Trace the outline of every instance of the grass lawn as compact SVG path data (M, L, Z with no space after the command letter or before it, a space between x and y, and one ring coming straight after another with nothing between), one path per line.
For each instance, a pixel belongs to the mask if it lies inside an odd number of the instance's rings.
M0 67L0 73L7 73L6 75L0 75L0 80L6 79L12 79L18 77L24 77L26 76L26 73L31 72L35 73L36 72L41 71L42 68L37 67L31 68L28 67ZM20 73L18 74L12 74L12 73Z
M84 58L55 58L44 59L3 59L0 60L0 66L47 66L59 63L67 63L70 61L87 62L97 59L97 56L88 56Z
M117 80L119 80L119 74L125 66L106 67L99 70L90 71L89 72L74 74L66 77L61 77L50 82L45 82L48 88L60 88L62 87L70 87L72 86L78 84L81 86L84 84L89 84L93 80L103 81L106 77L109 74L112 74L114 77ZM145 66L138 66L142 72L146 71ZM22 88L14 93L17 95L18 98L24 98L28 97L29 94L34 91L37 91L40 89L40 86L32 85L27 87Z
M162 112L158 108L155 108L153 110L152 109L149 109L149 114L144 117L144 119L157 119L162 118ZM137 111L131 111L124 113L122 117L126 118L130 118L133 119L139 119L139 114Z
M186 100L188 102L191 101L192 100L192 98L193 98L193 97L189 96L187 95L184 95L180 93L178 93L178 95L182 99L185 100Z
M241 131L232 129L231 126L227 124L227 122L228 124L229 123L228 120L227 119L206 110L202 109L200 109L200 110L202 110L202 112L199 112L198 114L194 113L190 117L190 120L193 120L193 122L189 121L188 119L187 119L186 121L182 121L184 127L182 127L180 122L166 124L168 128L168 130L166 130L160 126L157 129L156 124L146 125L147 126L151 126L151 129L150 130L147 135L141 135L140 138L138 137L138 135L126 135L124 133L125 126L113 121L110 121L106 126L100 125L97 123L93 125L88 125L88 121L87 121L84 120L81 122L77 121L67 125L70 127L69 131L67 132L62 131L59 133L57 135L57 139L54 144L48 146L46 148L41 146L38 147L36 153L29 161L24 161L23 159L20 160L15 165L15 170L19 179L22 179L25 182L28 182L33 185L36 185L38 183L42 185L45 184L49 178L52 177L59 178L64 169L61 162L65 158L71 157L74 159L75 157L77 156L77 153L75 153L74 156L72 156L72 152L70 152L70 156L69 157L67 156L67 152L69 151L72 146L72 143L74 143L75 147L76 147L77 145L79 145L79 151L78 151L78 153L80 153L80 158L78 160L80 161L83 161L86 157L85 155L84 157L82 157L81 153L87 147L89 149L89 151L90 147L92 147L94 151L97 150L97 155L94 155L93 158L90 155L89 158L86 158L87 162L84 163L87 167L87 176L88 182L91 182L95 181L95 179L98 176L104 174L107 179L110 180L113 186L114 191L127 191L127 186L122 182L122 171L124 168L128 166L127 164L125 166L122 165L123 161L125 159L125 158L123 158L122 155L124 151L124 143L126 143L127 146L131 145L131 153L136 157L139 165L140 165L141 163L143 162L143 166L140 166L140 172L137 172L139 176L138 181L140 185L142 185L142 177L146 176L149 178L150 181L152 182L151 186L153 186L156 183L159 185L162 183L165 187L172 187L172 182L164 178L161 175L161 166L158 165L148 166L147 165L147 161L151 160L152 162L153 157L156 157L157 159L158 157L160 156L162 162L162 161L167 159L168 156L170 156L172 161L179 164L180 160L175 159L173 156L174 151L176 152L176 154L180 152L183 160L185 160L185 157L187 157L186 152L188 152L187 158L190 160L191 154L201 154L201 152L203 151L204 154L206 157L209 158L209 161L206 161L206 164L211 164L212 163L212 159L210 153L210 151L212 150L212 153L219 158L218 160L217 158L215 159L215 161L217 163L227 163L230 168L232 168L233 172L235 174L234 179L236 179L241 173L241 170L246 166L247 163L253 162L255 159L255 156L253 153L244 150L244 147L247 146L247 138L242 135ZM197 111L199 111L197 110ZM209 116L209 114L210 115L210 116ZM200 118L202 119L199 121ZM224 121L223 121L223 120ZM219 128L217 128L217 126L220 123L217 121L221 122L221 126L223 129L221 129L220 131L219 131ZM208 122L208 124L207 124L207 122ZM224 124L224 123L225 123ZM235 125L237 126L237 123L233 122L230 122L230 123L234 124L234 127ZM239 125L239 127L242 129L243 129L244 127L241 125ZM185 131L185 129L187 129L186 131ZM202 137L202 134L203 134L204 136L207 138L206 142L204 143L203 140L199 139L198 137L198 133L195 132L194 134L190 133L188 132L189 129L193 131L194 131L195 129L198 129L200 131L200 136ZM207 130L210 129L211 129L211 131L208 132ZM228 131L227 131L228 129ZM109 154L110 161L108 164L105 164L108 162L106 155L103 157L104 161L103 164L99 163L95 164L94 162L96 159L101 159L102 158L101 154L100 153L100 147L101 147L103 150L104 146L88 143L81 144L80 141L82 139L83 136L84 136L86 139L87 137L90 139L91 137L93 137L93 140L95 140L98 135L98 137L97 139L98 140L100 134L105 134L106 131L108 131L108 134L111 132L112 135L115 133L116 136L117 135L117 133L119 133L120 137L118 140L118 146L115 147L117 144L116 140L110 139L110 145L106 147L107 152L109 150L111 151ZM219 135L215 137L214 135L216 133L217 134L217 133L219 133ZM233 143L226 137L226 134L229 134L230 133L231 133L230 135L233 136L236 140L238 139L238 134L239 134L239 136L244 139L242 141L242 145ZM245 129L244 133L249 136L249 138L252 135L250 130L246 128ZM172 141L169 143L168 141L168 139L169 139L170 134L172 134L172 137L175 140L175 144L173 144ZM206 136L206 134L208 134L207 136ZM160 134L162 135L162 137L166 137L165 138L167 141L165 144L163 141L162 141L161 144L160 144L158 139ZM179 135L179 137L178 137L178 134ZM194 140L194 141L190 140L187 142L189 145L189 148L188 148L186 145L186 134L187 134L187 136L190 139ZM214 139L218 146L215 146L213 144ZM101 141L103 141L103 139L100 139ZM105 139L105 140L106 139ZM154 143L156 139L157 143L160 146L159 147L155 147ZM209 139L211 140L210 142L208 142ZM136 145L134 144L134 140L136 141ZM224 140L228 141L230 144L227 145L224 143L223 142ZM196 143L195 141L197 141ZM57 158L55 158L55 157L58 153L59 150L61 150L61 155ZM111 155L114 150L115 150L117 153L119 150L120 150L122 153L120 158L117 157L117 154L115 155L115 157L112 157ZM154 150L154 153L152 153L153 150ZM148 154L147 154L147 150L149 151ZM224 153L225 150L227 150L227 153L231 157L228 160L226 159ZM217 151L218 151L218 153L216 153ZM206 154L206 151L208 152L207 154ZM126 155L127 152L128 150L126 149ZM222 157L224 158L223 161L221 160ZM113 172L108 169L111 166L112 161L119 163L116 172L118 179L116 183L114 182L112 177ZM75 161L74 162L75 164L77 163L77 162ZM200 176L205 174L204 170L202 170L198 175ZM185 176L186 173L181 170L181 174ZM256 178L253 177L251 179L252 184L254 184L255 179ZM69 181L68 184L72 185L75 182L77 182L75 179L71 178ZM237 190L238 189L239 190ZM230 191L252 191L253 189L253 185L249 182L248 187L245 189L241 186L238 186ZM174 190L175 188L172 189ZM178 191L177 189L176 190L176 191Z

==

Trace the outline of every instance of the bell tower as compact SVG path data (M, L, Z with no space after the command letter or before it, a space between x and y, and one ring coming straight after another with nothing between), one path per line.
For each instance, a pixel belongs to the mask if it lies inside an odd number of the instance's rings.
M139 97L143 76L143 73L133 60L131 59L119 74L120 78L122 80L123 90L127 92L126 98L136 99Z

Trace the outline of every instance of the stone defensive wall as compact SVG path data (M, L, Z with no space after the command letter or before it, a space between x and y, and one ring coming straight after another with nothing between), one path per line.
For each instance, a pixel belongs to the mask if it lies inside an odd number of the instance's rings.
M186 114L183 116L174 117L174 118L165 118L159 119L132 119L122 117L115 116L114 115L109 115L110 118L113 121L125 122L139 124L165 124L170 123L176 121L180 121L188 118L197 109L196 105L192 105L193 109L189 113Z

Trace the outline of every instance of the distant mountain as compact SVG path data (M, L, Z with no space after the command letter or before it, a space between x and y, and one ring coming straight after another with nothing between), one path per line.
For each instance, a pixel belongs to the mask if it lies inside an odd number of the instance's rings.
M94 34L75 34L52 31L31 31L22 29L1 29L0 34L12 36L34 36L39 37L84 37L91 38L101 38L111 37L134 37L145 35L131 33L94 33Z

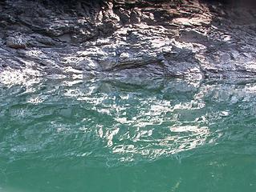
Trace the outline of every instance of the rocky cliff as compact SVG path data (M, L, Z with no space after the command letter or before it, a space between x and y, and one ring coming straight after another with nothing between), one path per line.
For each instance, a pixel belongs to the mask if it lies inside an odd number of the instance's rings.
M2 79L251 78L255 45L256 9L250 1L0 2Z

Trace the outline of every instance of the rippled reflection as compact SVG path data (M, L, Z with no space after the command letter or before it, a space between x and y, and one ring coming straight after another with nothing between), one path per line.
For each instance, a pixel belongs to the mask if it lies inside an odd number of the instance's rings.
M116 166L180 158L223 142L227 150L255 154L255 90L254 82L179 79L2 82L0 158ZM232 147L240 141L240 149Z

▸ **Exercise directions**
Edit the listing from the line that contains "Trace the outline of every instance of the distant" through the line that contains "M116 166L180 158L223", replacing "rocky cliff" with "sandstone cliff" and keeping everything else the same. Give back only those lines, without the pictures.

▸ **Full solution**
Trace the outline of every instance of the distant mountain as compact SVG path data (M, L, Z with no space after the command letter or before it, a space between x and y, and one ring coming straight after another with nothing between), one path per line.
For each instance, a pixel belongs to the mask if it lies inside an odd number of the instance's rings.
M94 34L75 34L52 31L31 31L22 29L1 29L0 34L12 36L34 36L39 37L84 37L91 38L101 38L111 37L134 37L145 35L131 33L94 33Z

Trace the outline of every instance of the sandstone cliff as compact SVG path data (M, L, Z with no space after the command letter or before it, a space between x and y, and one ring coming straight after another with nothing between), one path per line.
For each instance, a pixel belongs to the mask if it lies inside an odd number of the instance's rings.
M2 79L251 78L255 45L256 9L250 1L0 2Z

Trace the outline of every instance of the rippled reflection as compact SVG path data (M, L, Z with no space after the command letter or before it, a space between x and y, and one ring coming straight after another with nothing between), one path per line.
For each instance, a pixel belongs to the mask if it lies inside an odd number of the instance's rings.
M116 166L180 158L223 142L227 150L255 154L255 90L254 82L179 79L2 82L0 158ZM232 147L240 141L240 149Z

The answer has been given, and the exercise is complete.